Dataset rows:
%%

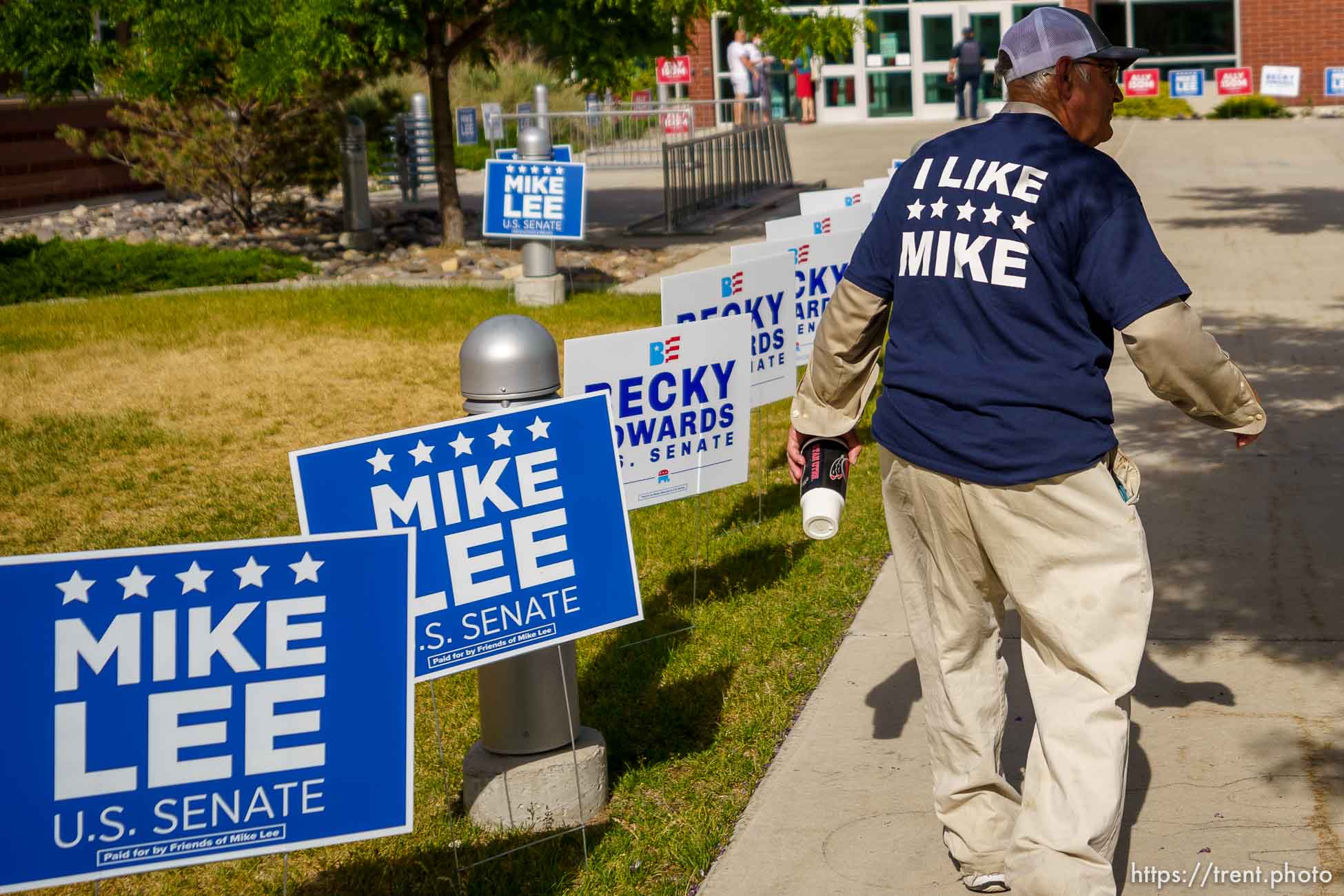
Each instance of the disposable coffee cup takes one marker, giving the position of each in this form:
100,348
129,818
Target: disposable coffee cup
826,474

%%

[Exercise objective] Copy out every line of the rows above verbatim, leaving out the picture.

[Exercise result]
Each instance of the disposable coffee cup takes one marker, giving the position of each in this form:
100,348
129,818
Target: disposable coffee cup
826,474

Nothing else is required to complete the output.